→ TEXT SEGMENT:
The finger-operable touchpads 124, 126 are shown mounted on the side-arms 114, 116 of the eyeglasses 102. Each of finger-operable touchpads 124, 126 may be used by a user to input commands. The finger-operable touchpads 124, 126 may sense at least one of a position and a movement of a finger via capacitive sensing, resistance sensing, or a surface acoustic wave process, among other possibilities. The finger-operable touchpads 124, 126 may be capable of sensing finger movement in a direction parallel or planar to the pad surface, in a direction normal to the pad surface, or both, and may also be capable of sensing a level of pressure applied. The finger-operable touchpads 124, 126 may be formed of one or more transparent or transparent insulating layers and one or more transparent or transparent conducting layers. Edges of the finger-operable touchpads 124, 126 may be formed to have a raised, indented, or roughened surface, so as to provide tactile feedback to a user when the user's finger reaches the edge of the finger-operable touchpads 124, 126. Each of the finger-operable touchpads 124, 126 may be operated independently, and may provide a different function.

FIG. 2 illustrates an alternate view of the wearable computing system of FIG. 1. As shown in FIG. 2, the optical elements 110 and 112 may act as display elements. The eyeglasses 102 may include a first projector 128 coupled to an inside surface of the side-arm 116 and configured to project a display 130 onto an inside surface of the optical element 112. Additionally or alternatively, a second projector 132 may be coupled to an inside surface of the side-arm 114 and configured to project a display 134 onto an inside surface of the optical element 110.

The optical elements 110 and 112 may act as a combiner in a light projection system and may include a coating that reflects the light projected onto them from the projectors 128 and 132. In some embodiments, a special coating may not be used (e.g., when the projectors 128 and 132 are scanning laser devices).

In alternative embodiments, other types of display elements may also be used. For example, the optical elements 110, 112 themselves may include: a transparent or semi-transparent matrix display, such as an electroluminescent display or a liquid crystal display, one or more waveguides for delivering an image to the user's eyes, or other optical elements capable of delivering an in focus near-to-eye image to the user. A corresponding display driver may be disposed within the frame elements 104 and 106 for driving such a matrix display. Alternatively or additionally, a laser or LED source and scanning system could be used to draw a raster display directly onto the retina of one or more of the user's eyes. Other possibilities exist as well.

While FIGS. 1 and 2 show two touchpads and two display elements, it should be understood that many exemplary methods and systems may be implemented in wearable computing devices with only one touchpad and/or with only one optical element having a display element. It is also possible that exemplary methods and systems may be implemented in wearable computing devices with more than two touchpads.

→ WORK TO DO:
- A) Rewrite the paragraph beginning "In alternative embodiments" from the passage on the wearable eyeglasses as a bulleted list that keeps its main facts.
- B) In the passage on the wearable eyeglasses, where is the first projector 128 coupled?
- C) Reproduce the passage on the wearable eyeglasses word for word, starting with "While FIGS. 1" and going on through "than two touchpads.".
The records are separate material, unrelated to the passage on the wearable eyeglasses.

→ DATA PROVIDED:
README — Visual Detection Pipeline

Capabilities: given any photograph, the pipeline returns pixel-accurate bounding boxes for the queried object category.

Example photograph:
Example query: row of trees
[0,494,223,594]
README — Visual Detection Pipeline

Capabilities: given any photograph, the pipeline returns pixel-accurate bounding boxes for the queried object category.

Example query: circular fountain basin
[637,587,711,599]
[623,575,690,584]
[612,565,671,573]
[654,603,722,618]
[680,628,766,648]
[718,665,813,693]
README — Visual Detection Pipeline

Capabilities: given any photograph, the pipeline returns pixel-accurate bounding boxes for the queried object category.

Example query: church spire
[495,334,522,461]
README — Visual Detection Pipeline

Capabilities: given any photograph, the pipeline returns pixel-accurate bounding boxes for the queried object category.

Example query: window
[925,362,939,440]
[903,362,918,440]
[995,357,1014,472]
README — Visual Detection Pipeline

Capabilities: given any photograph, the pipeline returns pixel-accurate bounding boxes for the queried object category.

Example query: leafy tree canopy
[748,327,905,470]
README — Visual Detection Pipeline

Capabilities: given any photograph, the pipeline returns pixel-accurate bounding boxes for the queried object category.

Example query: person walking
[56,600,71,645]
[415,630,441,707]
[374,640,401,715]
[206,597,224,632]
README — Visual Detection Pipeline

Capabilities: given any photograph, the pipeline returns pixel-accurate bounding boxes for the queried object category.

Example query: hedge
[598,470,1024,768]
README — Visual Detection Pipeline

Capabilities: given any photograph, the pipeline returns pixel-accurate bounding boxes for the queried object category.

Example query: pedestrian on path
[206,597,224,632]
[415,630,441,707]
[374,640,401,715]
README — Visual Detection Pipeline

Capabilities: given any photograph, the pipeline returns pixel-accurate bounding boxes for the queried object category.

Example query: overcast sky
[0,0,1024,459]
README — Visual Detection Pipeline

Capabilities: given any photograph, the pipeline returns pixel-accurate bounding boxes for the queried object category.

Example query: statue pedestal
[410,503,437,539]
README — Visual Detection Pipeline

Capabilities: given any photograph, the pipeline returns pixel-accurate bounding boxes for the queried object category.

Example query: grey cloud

→ RESPONSES TO THE TASKS:
- A)
- Other types of display elements may also be used.
- The optical elements 110, 112 may themselves include:
  - a transparent or semi-transparent matrix display, such as an electroluminescent display or a liquid crystal display
  - one or more waveguides for delivering an image to the user's eyes
  - other optical elements capable of delivering an in-focus near-to-eye image to the user
- A display driver for such a matrix display may be placed within the frame elements 104 and 106.
- Alternatively or additionally, a laser or LED source and scanning system could draw a raster display directly onto the retina of one or more of the user's eyes.
- Other possibilities exist as well.

- B) It is coupled to an inside surface of the side-arm 116.

- C)
While FIGS. 1 and 2 show two touchpads and two display elements, it should be understood that many exemplary methods and systems may be implemented in wearable computing devices with only one touchpad and/or with only one optical element having a display element. It is also possible that exemplary methods and systems may be implemented in wearable computing devices with more than two touchpads.